DO THIS
All entries should be output exactly as they stand.

SUPPLIED INFORMATION

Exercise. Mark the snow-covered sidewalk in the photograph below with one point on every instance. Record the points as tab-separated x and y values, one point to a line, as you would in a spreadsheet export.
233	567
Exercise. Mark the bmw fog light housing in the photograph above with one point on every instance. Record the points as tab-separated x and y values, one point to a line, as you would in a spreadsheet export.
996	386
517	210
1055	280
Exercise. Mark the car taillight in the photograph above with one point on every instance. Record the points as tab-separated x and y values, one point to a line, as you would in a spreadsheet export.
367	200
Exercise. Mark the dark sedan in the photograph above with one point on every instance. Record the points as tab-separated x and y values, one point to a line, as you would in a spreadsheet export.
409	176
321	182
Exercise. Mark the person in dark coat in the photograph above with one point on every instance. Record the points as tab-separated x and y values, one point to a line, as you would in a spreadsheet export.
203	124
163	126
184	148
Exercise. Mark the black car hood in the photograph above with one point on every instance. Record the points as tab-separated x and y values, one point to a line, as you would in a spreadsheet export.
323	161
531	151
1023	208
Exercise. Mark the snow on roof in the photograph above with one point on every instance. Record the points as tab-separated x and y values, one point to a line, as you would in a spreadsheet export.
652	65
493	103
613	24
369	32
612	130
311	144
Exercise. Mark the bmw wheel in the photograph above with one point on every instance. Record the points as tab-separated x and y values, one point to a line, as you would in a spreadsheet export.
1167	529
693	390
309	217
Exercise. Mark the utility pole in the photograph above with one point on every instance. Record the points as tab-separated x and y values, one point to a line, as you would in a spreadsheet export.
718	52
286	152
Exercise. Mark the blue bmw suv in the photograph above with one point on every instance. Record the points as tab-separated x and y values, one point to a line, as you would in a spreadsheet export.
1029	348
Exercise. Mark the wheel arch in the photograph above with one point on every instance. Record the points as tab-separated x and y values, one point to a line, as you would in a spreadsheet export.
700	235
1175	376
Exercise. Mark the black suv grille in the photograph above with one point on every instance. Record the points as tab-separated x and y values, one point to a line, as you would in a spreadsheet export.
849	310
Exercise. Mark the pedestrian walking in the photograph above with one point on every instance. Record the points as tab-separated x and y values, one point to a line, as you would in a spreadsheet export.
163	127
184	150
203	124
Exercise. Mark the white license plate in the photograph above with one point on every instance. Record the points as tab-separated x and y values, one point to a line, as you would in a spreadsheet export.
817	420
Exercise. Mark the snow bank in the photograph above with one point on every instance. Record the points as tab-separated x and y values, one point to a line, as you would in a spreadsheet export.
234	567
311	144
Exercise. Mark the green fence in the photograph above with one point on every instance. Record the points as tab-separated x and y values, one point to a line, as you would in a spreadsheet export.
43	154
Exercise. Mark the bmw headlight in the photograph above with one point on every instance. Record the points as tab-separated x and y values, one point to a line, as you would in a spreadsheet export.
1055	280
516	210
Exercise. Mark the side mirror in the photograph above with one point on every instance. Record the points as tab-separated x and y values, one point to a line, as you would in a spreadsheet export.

SOLUTION
Exercise. Mark the snow-covered sidewalk in the photograph below with one point on every instance. Record the points as tab-separated x and y values, one point to a line, as you would in a spreadsheet export.
233	567
Exercise. Mark the bmw fog light housing in the photograph above with one point on every instance. Record the points as tab-separated x and y values, one point to a line, as you would in a spreadsheet export.
996	386
517	210
1055	280
Exercise. Mark the car taillight in the photograph above with one point on every instance. Record the points as tab-separated x and y values, one point to a line, as you would in a spreadsheet export.
367	200
Exercise. Mark the dark sedan in the photograph above with one point on every instance. Record the points as tab-separated x and y values, one point to a line, as you would in a spreadsheet export.
409	176
321	182
Exercise. Mark the person in dark coat in the photograph above with one point on every instance. Record the points as tab-separated x and y values, one point to a line, as you would in a spreadsheet export.
203	124
163	126
184	148
Exercise. Mark the black car hood in the photograph above with one point on every instance. Record the points as tab-separated x and y values, one point to a line, as you would in a spreadsheet export.
323	161
531	151
1023	208
Exercise. Mark the snow on roof in the photograph above with one point on every instance. Record the points as tab-separated x and y values, one point to a line, as you would in a spreadsheet export.
652	65
493	103
613	24
369	32
612	130
311	144
Exercise. Mark the bmw wheel in the photograph above with one point on every instance. Record the points as tab-separated x and y values, one point to a line, as you would in a spreadsheet export.
1167	529
693	390
309	217
Exercise. Mark the utility pole in the photograph above with one point on every instance. Record the points as tab-separated x and y values, one point to a line, as you would in a spreadsheet export.
718	52
286	152
Exercise. Mark the blue bmw suv in the photograph above with one point on every instance. Record the points as tab-separated x and y values, one point to a line, as you would in a spreadsheet export.
1029	348
Exercise. Mark the wheel arch in the photograph above with one point on every instance. Record the points as tab-separated x and y values, one point to a line, as you would in a spreadsheet export.
700	235
1175	376
Exercise. Mark the black suv grille in the photograph above with one point on every instance. Record the points as tab-separated x and y values, one point to a line, as you would in a spreadsheet export.
849	310
Exercise. Mark the pedestrian walking in the photograph above with one point on every instance. Record the points as tab-separated x and y values, one point to a line, as you would in a spreadsheet export.
163	127
184	150
203	124
Exercise. Mark the white license plate in the photograph above with one point on every instance. Record the points as tab-separated x and y values, one point to a line, as you would in a spreadsheet export.
817	420
Exercise. Mark the snow bank in the photograph above with one point on every instance. Record the points as tab-separated x and y values, one point to a line, as you would in a spreadsheet export.
234	567
311	144
Exercise. Mark the green fence in the photograph above with one point on every instance. Record the points as tab-separated x and y values, one point to a line, as you would in a spreadsheet export.
43	154
Exercise. Mark the bmw headlight in the photograph above with one point on every instance. Record the points as tab-separated x and y values, one point to a line, as you would in a spreadsheet export.
1055	280
516	210
Exercise. Mark the side mirror in the photograph above with one point on every instance. Record the points as tab-separated x and y values, one point to a line, as you would in a spreadsheet export.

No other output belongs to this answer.